All these evaluations give some insight into the goodness of the causal model, but should not be overinterpreted, since some causal relationships can be intrinsically hard to model. Furthermore, many algorithms are fairly robust against misspecifications or poor performances of causal mechanisms.

This confirms the goodness of our causal model. However, we also see that for two nodes (‘Product Service’ and ‘Caching Service’), the additive noise model assumption is violated. This also aligns with the data generation process, where these two nodes follow non-additive noise models. As we see in the following, most of the algorithms are still fairly robust against such violations or poor performance of the causal mechanism.

For more detailed insights, set compare_mechanism_baselines to True. However, this will take significantly longer.

Scenario 1: Observing a single outlier#

Suppose we get an alert from our system where a customer experienced an unusually high latency when an order is placed. Our task is now to investigate this issue and to find the root cause of this behaviour.

We first load the latency to the corresponding alert.

[7]:

outlier_data = pd.read_csv("rca_microservice_architecture_anomaly.csv")
outlier_data

[7]:

	Product DB	Customer DB	Order DB	Shipping Cost Service	Caching Service	Product Service	Auth Service	Order Service	API	www	Website
0	0.493145	0.180896	0.192593	0.197001	2.130865	2.48584	0.533847	1.132151	4.85583	5.522179	5.572588

We are interested in the increased latency of Website which the customer directly experienced.

[8]:

outlier_data.iloc[0]['Website']-normal_data['Website'].mean()

[8]:

$\displaystyle 2.00895545064217$

For this customer, Website was roughly 2 seconds slower than for other customers on average. Why?

Attributing an outlier latency at a target service to other services#

To answer why Website was slower for this customer, we attribute the outlier latency at Website to upstream services in the causal graph. We refer the reader to Janzing et al., 2019 for scientific details behind this API. We will calculate a 95% bootstrapped confidence interval of our attributions. In particular, we learn the causal models from a random subset of normal data and attribute the target outlier score using those models, repeating the process 10 times. This way, the confidence intervals we report account for (a) the uncertainty of our causal models as well as (b) the uncertainty in the attributions due to the variance in the samples drawn from those causal models.

SHORT PROBLEM 1: According to the passage on microservice latency, roughly how much slower was Website for this customer than for other customers on average?
SHORT PROBLEM 2: Rewrite the records below, replacing "Acceptance check" with "Quality check" and keeping everything else the same.

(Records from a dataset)
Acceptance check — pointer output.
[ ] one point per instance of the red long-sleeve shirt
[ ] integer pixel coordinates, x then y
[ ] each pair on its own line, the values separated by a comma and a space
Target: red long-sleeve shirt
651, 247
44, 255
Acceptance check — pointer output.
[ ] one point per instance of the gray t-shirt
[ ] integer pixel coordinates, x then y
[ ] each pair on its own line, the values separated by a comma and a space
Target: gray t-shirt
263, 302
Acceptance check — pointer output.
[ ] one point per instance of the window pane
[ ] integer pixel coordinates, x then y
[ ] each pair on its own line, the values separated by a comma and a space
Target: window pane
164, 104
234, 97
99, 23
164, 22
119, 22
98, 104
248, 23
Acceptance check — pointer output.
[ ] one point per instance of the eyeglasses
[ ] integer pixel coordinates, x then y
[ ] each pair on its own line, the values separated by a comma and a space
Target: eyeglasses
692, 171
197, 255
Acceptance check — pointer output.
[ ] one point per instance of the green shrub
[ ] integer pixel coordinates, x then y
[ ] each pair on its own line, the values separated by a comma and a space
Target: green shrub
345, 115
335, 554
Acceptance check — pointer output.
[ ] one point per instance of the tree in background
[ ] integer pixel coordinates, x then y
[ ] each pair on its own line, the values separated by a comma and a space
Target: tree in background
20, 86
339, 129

COMPLETE RESPONSE 1: Roughly 2 seconds.

COMPLETE RESPONSE 2:
Quality check — pointer output.
[ ] one point per instance of the red long-sleeve shirt
[ ] integer pixel coordinates, x then y
[ ] each pair on its own line, the values separated by a comma and a space
Target: red long-sleeve shirt
651, 247
44, 255
Quality check — pointer output.
[ ] one point per instance of the gray t-shirt
[ ] integer pixel coordinates, x then y
[ ] each pair on its own line, the values separated by a comma and a space
Target: gray t-shirt
263, 302
Quality check — pointer output.
[ ] one point per instance of the window pane
[ ] integer pixel coordinates, x then y
[ ] each pair on its own line, the values separated by a comma and a space
Target: window pane
164, 104
234, 97
99, 23
164, 22
119, 22
98, 104
248, 23
Quality check — pointer output.
[ ] one point per instance of the eyeglasses
[ ] integer pixel coordinates, x then y
[ ] each pair on its own line, the values separated by a comma and a space
Target: eyeglasses
692, 171
197, 255
Quality check — pointer output.
[ ] one point per instance of the green shrub
[ ] integer pixel coordinates, x then y
[ ] each pair on its own line, the values separated by a comma and a space
Target: green shrub
345, 115
335, 554
Quality check — pointer output.
[ ] one point per instance of the tree in background
[ ] integer pixel coordinates, x then y
[ ] each pair on its own line, the values separated by a comma and a space
Target: tree in background
20, 86
339, 129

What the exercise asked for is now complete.